Exercice A -> Renvoyez tel quel le passage de l'extrait qui commence par « Action contre la » et va jusqu'à « programmes depuis 2011. » inclus.
Exercice B -> D'après l'extrait, les affirmations suivantes sont-elles vraies ? Pour chacune, répondez par oui ou par non et citez les mots de l'extrait qui le montrent. (i) La base arrière de Djibouti compte six employés locaux nouvellement recrutés. (ii) La réunion de coordination dure deux heures. (iii) Le départ pour Aden se fera en avion.
+++ Extrait choisi
C’est de l’aéroport Queen Alia International à Amman que je pars pour rejoindre la majeure partie des expatriés de la mission Yémen basés à Djibouti, d’où ils travaillent lorsqu’ils ne sont pas sur place.
Action contre la Faim a installé à Djibouti sa base arrière pour ses programmes au Yémen, de même qu’un hub logistique qui permet d’appuyer ses opérations dans un pays secoué par la guerre depuis la fin du mois de mars. Cette base arrière représente un expatrié à temps plein, 6 employés locaux nouvellement recrutés, une dizaine d’expatriés qui opèrent entre le Yémen et Djibouti ainsi qu’un nombre important de travailleurs journaliers qui préparent les kits hygiène qui seront distribués au Yémen. Ce dispositif a été mis en place rapidement au début de la crise et grandement facilité par les équipes d’ACF présentes à Djibouti, où nous gérons d’autres programmes depuis 2011.
Quatre heures de réunion de coordination sont nécessaires. Cela faisait plus de trois semaines que toute l’équipe ne s’était pas retrouvée au même endroit et les points à traiter sont nombreux pour gérer des opérations complexes dans un pays en guerre. Il faut aussi préparer la mission à Aden. Voilà 4 mois que les expatriés ont quitté la base ACF d’Aden qui avait été réquisitionnée par les Houthis, groupe rebelle chiite opposé aux forces gouvernementales, puis pillée (véhicules, ordinateurs, imprimantes, coffre-fort volés, locaux saccagés). Un nouveau coordinateur terrain aguerri aux urgences et moi-même partirons le lendemain en bateau, pour gagner les côtes yéménites via le golfe d’Aden. Même si la ville a été reprise aux Houthis par la Résistance Populaire, aidée des forces émiriennes, le désordre et la criminalité semble encore régner, et rien ne peut être laissé au hasard. Des membres d’Al-Qaida sont dans la ville, ennemis d’hier, ils ont combattu aux côtés de la Résistance Populaire contre les Houthis. Mais ils restent imprévisibles. Les contacts sur place doivent être solides et les moyens de communication, renforcés. Depuis 4 mois, nos équipes luttent pour rester en contact avec ceux restés au Yémen, qui continuent à travailler comme ils le peuvent, de chez eux ou depuis des cyber-cafés quand il y a de l’électricité.
Poursuite des réunions et derniers briefings, derniers contacts avec le Comité International de la Croix Rouge et Médecins sans Frontières, qui sont les deux seules organisations à avoir continué à travailler avec des expatriés à Aden, aux plus violentes heures des affrontements.
++++++
+++ Liste
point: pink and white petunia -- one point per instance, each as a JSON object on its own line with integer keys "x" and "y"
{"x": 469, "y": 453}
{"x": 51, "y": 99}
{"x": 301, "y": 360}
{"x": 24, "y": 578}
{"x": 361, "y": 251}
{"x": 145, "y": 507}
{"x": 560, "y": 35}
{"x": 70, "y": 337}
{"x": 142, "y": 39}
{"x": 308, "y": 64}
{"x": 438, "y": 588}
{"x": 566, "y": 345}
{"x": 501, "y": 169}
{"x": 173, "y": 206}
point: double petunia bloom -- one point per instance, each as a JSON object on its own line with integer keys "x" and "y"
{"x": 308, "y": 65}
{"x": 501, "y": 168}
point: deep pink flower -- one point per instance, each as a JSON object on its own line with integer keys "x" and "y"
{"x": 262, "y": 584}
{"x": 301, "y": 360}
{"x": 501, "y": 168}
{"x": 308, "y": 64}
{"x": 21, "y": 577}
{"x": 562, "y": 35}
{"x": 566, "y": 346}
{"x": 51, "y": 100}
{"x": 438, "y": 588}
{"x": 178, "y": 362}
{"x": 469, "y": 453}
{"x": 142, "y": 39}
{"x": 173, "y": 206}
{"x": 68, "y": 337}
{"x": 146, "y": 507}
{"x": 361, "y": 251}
++++++
Réponse attendue A ->
Action contre la Faim a installé à Djibouti sa base arrière pour ses programmes au Yémen, de même qu’un hub logistique qui permet d’appuyer ses opérations dans un pays secoué par la guerre depuis la fin du mois de mars. Cette base arrière représente un expatrié à temps plein, 6 employés locaux nouvellement recrutés, une dizaine d’expatriés qui opèrent entre le Yémen et Djibouti ainsi qu’un nombre important de travailleurs journaliers qui préparent les kits hygiène qui seront distribués au Yémen. Ce dispositif a été mis en place rapidement au début de la crise et grandement facilité par les équipes d’ACF présentes à Djibouti, où nous gérons d’autres programmes depuis 2011.

Réponse attendue B ->
(i) Oui : « 6 employés locaux nouvellement recrutés ».
(ii) Non : « Quatre heures de réunion de coordination sont nécessaires. »
(iii) Non : « partirons le lendemain en bateau ».